Goal of the exercise
Look at each line below and tally those holding "road"; answer with that figure and nothing else.

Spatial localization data
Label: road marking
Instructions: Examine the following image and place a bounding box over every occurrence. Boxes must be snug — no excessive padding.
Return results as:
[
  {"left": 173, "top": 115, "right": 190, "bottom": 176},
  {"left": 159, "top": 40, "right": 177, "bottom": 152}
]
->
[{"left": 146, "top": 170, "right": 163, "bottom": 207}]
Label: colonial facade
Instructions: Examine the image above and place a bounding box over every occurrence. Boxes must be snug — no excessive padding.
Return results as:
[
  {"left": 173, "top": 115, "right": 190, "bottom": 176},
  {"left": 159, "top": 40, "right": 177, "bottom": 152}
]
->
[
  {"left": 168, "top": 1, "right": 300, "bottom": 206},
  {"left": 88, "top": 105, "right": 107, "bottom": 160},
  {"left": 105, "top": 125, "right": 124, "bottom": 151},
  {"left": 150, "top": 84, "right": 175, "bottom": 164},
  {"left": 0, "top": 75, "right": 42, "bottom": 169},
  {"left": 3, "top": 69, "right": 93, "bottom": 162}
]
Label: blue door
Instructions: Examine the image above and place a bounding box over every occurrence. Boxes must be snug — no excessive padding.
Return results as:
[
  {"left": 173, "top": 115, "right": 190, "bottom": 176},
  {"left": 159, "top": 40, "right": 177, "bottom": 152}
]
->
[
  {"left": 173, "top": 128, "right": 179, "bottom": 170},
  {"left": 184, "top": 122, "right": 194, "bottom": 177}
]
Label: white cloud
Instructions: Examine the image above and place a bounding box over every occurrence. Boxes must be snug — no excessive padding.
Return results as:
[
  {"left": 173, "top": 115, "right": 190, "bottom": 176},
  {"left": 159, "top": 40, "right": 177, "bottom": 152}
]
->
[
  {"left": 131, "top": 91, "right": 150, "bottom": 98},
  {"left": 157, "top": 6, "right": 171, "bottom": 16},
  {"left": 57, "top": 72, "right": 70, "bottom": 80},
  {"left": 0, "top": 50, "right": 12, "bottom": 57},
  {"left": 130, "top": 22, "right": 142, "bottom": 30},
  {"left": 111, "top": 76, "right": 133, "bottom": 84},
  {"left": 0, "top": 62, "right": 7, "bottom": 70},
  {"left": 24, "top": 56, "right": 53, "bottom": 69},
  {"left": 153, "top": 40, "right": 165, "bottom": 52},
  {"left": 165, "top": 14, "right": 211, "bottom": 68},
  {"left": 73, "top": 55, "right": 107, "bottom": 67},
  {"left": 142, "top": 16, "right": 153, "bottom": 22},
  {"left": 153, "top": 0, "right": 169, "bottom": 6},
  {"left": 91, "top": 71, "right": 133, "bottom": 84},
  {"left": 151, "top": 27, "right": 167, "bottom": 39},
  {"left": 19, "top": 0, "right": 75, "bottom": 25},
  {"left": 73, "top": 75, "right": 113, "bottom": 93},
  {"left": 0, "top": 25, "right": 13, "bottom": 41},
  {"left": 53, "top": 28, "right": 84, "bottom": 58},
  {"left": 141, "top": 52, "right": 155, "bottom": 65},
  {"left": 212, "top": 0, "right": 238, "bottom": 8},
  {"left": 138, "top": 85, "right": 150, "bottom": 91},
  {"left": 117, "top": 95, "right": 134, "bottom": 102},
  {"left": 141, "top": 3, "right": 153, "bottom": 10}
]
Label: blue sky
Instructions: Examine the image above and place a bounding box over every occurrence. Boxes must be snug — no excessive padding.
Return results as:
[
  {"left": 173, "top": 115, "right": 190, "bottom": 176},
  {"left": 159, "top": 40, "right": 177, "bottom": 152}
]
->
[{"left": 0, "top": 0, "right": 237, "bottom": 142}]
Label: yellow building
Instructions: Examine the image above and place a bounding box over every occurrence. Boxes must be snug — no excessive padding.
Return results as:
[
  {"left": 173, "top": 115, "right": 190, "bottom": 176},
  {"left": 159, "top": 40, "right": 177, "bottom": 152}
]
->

--

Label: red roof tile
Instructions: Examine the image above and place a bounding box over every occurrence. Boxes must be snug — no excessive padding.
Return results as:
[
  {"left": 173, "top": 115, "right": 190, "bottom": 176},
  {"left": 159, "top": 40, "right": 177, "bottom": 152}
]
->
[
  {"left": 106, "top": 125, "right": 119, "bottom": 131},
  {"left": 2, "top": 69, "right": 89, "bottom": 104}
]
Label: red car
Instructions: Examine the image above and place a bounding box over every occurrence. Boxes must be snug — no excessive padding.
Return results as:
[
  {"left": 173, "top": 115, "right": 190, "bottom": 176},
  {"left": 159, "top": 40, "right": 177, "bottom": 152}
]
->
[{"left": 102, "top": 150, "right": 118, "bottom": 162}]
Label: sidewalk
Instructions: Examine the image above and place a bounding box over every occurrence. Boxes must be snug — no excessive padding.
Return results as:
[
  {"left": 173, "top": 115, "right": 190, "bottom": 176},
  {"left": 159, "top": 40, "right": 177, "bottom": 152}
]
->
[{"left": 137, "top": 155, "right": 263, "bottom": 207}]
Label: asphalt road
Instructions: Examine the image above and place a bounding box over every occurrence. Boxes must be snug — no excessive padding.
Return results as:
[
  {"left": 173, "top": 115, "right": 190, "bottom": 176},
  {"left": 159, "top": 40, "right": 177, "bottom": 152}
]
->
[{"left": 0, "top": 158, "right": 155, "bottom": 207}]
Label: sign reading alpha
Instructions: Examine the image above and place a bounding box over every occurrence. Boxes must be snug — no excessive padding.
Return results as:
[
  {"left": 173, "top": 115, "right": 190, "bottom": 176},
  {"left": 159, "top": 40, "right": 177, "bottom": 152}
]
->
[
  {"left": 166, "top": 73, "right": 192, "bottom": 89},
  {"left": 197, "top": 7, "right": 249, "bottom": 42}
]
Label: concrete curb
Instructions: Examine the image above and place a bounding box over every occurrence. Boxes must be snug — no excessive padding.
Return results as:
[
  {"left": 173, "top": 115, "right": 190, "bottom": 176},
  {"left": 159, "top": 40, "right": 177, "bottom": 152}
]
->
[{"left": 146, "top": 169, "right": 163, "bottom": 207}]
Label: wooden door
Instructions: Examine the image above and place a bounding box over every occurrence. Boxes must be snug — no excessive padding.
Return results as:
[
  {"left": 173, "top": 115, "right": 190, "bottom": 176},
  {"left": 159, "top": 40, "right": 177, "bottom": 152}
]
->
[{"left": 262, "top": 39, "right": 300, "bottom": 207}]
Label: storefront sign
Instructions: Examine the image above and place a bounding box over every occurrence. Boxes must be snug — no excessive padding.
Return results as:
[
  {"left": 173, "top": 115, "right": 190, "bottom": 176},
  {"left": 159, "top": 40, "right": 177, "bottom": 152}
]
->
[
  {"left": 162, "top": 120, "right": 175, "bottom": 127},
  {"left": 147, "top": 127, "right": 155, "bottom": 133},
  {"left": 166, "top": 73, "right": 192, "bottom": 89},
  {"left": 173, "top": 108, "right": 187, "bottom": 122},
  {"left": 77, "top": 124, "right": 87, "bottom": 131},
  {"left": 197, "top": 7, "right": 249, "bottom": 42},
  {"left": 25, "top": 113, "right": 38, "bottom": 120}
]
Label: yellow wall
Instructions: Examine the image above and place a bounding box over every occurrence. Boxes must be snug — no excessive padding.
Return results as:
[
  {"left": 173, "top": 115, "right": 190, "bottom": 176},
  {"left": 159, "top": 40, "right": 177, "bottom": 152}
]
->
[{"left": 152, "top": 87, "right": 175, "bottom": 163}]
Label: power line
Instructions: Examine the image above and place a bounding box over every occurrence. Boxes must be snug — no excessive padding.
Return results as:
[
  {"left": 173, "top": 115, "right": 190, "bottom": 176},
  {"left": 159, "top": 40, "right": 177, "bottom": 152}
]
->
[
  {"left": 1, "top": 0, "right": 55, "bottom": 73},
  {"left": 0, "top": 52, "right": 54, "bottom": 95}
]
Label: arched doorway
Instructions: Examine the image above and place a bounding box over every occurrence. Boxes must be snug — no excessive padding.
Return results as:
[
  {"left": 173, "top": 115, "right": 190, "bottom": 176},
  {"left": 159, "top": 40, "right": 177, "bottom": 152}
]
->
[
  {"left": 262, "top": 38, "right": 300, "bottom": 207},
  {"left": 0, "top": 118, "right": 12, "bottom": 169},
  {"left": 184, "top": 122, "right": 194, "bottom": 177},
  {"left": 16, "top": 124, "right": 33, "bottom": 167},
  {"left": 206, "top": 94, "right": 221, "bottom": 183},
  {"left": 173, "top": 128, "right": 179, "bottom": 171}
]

Solved problem
2